◆ **Source passage**
[Start of section]
Dr Sands previously told Tribune Business that the Minnis administration had to identify funding for NHI, after the former government failed to sequester - or allocate - the $100 million for the scheme's primary care phase and $24 million for catastrophic care.

NHI's launch, prior to the general election, was being financed from the Consolidated Fund into which VAT and all other taxes are paid. Dr Sands subsequently said NHI's budget for the 2017-2018 fiscal year was being cut to $40 million, with $15 million each for primary and catastrophic care, and $10 million to finance the NHI Authority's creation.

This prompted Emmanuel Komolafe, the Bahamas Insurance Association's (BIA) chairman, to query how the Government planned to make NHI work with reduced funding and to brand the NHI Authority's needs as "quite excessive".

Dr Pierre, meanwhile, likened the former administration's NHI scheme to the Wendy's TV commercial where three elderly ladies are served a hamburger only to find a very small burger in the middle.

Implying that NHI had very little on the inside despite the glossy marketing, the MAB president said the key question was: 'Where's the beef?' or 'Where's the value?'

Emphasising that Bahamian physicians were committed to delivering quality healthcare, Dr Pierre wrote: "We welcome any fiscally sustainable plan that will achieve this, but the current plan does not meet that criteria.

"However, since the Government seems determined to move forward with an NHI scheme in some form - along with the inevitable increases in taxation that this will bring to bear - the important question to address is: How can NHI best provide value for the Bahamian people?"

Pointing out that virtually all Bahamians enjoyed access to healthcare pre-NHI, Dr Pierre said Bahamians had to acknowledge that "the NHI scheme in its present form provides absolutely nothing not presently available in the public health sector.

"Yes, it is true that our public healthcare system is beset by management issues, excessive red tape and misuse of resources. However, upwards of 90 per cent of the health care needs of Bahamians are accessible - right now - through the public healthcare system," he explained.

"The proposed NHI scheme will not add a single service, test, screening or care opportunity that is not presently available to the Bahamian public. So why add millions of dollars of additional debt, new layers of bureaucracy and opportunities for mismanagement for a service that presently exists?"

Dr Pierre said the notion that NHI could provide similar amenities to those offered by private health insurance had been "debunked" by global experiences.
[End of section]
◆ **Exercise prompt**
Answer these from the passage on NHI funding:
1. What total budget did Dr Sands say NHI would have for the 2017-2018 fiscal year?
2. How did Emmanuel Komolafe describe the NHI Authority's needs?
3. What share of Bahamians' health care needs did Dr Pierre say is accessible through the public healthcare system?

◆ **Record set**
[Start of section]
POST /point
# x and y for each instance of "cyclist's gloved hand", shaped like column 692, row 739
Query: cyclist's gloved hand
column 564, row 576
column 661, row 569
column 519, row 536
[End of section]
◆ **Output of the task**
1. $40 million
2. As "quite excessive"
3. Upwards of 90 per cent